* **Prezentowany tekst**
----------------------------------------

Dochód z kaw w stargardzkim Białym Tulipanie trafi na leczenie chłopca. Fot. siepomaga.pl
Ilość wyświetleń: 1079
Trwa heroiczna zbiórka pieniędzy na leczenie bardzo chorego Wiktora Lewickiego. Włączyły się w nią także stargardzkie lokale.
W ogólnopolską akcję pomocy Wiktorowi włączają się także stargardzkie lokale, które od dziś, 15 maja mogą serwować napoje i dania w ogródkach.
- Nasza kawiarnia z chęcią pomoże - informuje Biały Tulipan z ul. Warownej w Stargardzie. Bierzemy udział w akcji Kawka Victoria. 15 maja każda biała kawka staje się Kawką Victoria. Cały dochód z kaw trafi na leczenie chłopca.
W akcję zaangażowała się też kawiarnia Ciacho Caffe przy ulicy Piłsudskiego.
- W najbliższą sobotę i niedzielę wspieramy zbiórkę na rzecz Wiktora Lewickiego - poinformowali właściciele kawiarni. - Zamawiając w naszym lokalu kawę "Victoria", przybliżasz chorego chłopca do jego leczenia w Stanach Zjednoczonych. Cały dochód ze sprzedaży tej kawy będzie właśnie przeznaczony na zbiórkę.
Wiktor ze Szczecina ma złośliwego guza mózgu. Akcję Kawka Victoria wymyślił Filip Chajzer. Włączyły się do niej restauracje i lokale gastronomiczne w całej Polsce.

----------------------------------------

* **Wymienione wpisy**
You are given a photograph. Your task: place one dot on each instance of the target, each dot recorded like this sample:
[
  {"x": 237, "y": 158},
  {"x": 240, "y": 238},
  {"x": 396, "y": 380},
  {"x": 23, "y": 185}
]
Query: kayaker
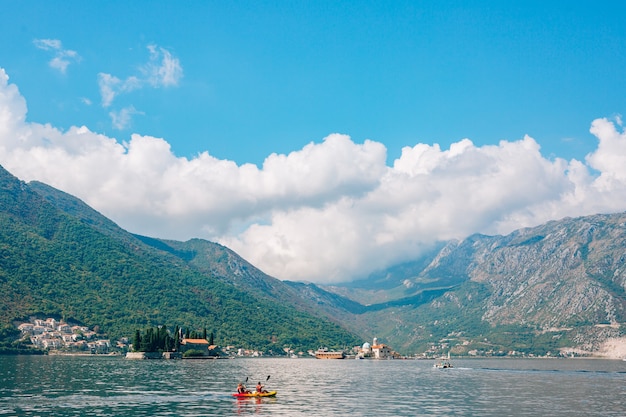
[{"x": 259, "y": 388}]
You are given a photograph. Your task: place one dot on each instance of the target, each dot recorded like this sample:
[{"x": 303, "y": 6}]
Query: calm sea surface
[{"x": 112, "y": 386}]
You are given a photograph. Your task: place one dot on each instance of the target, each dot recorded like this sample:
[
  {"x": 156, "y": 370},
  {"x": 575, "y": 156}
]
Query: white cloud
[
  {"x": 122, "y": 119},
  {"x": 62, "y": 57},
  {"x": 162, "y": 70},
  {"x": 330, "y": 211}
]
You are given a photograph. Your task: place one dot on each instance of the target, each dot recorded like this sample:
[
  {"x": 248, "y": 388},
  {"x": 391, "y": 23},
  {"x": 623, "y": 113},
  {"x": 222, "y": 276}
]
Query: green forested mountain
[
  {"x": 59, "y": 257},
  {"x": 556, "y": 287}
]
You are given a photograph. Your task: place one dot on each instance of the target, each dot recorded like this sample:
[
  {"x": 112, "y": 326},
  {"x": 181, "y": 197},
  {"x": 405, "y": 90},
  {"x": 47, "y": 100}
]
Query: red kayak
[{"x": 255, "y": 394}]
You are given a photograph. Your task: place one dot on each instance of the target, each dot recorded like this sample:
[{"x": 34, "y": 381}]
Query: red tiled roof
[{"x": 195, "y": 341}]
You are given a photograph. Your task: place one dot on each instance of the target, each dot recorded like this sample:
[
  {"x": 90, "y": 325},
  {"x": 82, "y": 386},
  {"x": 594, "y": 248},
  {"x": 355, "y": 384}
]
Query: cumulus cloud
[
  {"x": 328, "y": 212},
  {"x": 62, "y": 57},
  {"x": 162, "y": 70}
]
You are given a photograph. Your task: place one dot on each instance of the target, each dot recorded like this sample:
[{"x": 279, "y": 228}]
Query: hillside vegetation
[{"x": 58, "y": 257}]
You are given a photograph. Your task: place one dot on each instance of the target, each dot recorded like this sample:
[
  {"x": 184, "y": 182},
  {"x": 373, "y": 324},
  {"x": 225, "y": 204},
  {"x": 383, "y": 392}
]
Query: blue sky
[
  {"x": 187, "y": 95},
  {"x": 262, "y": 77}
]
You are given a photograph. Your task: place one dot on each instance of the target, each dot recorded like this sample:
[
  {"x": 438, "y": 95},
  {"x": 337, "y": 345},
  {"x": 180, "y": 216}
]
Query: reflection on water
[{"x": 106, "y": 386}]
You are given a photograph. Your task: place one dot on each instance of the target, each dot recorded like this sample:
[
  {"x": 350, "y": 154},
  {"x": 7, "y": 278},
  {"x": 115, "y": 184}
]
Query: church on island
[{"x": 375, "y": 351}]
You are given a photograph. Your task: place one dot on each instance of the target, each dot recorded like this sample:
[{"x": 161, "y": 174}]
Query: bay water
[{"x": 114, "y": 386}]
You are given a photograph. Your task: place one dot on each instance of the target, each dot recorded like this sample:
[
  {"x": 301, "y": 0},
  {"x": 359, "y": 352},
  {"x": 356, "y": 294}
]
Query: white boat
[
  {"x": 324, "y": 353},
  {"x": 443, "y": 363}
]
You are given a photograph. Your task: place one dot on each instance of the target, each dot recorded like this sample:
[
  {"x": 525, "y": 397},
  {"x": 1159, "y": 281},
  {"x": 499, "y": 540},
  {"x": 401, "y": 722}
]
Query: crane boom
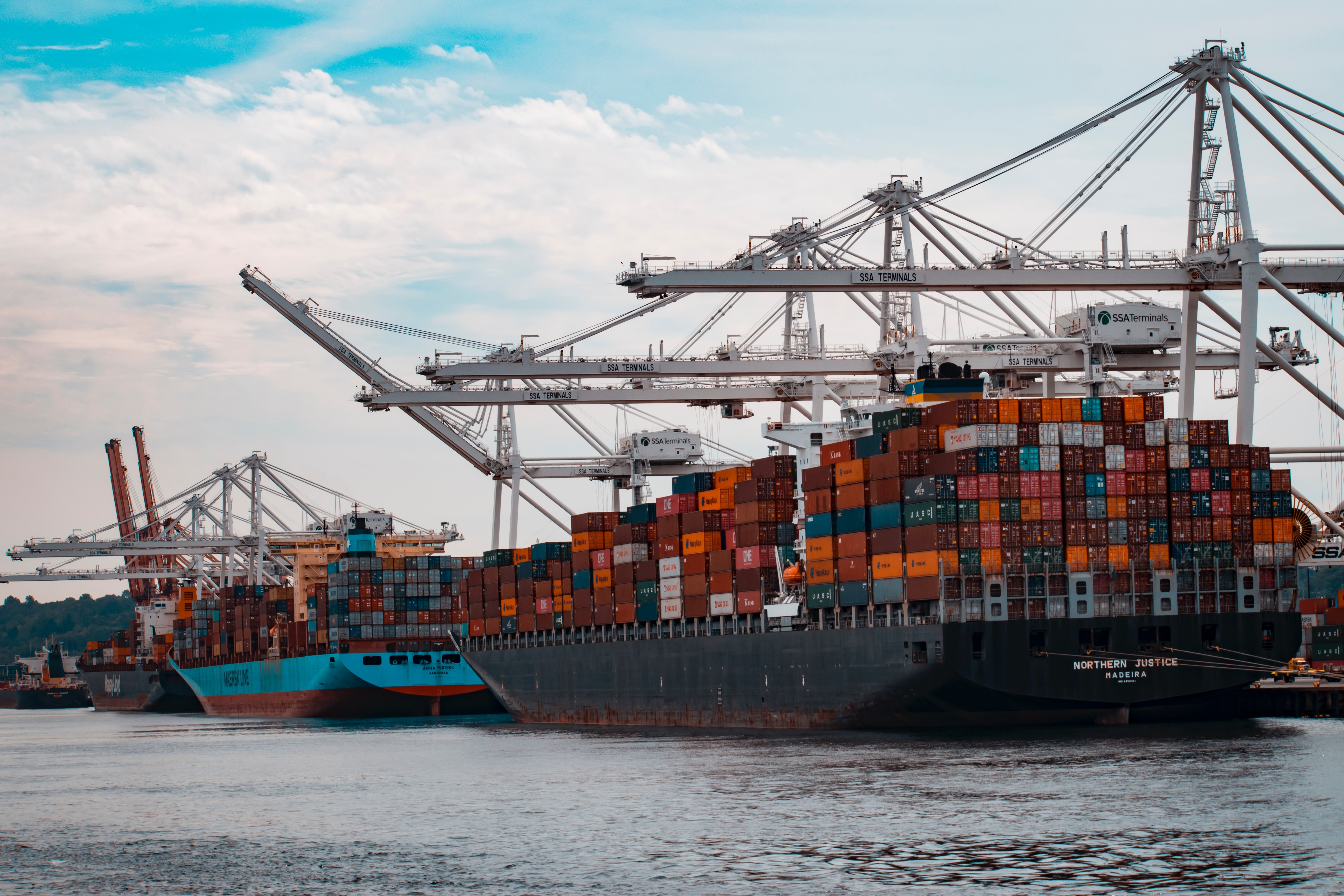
[
  {"x": 368, "y": 370},
  {"x": 124, "y": 506}
]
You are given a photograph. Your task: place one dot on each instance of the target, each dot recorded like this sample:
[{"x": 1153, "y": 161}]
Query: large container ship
[
  {"x": 268, "y": 653},
  {"x": 974, "y": 562}
]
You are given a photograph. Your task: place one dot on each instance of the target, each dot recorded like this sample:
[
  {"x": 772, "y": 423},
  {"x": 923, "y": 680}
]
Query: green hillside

----------------------------------------

* **Wymagane działanie**
Proszę wypisać wszystkie nazwy miast i państw, które pojawiają się w tekście o zbiórce na leczenie Wiktora, w kolejności wystąpienia.

* **Rozwiązane zadanie**
Stargard, Stany Zjednoczone, Szczecin, Polska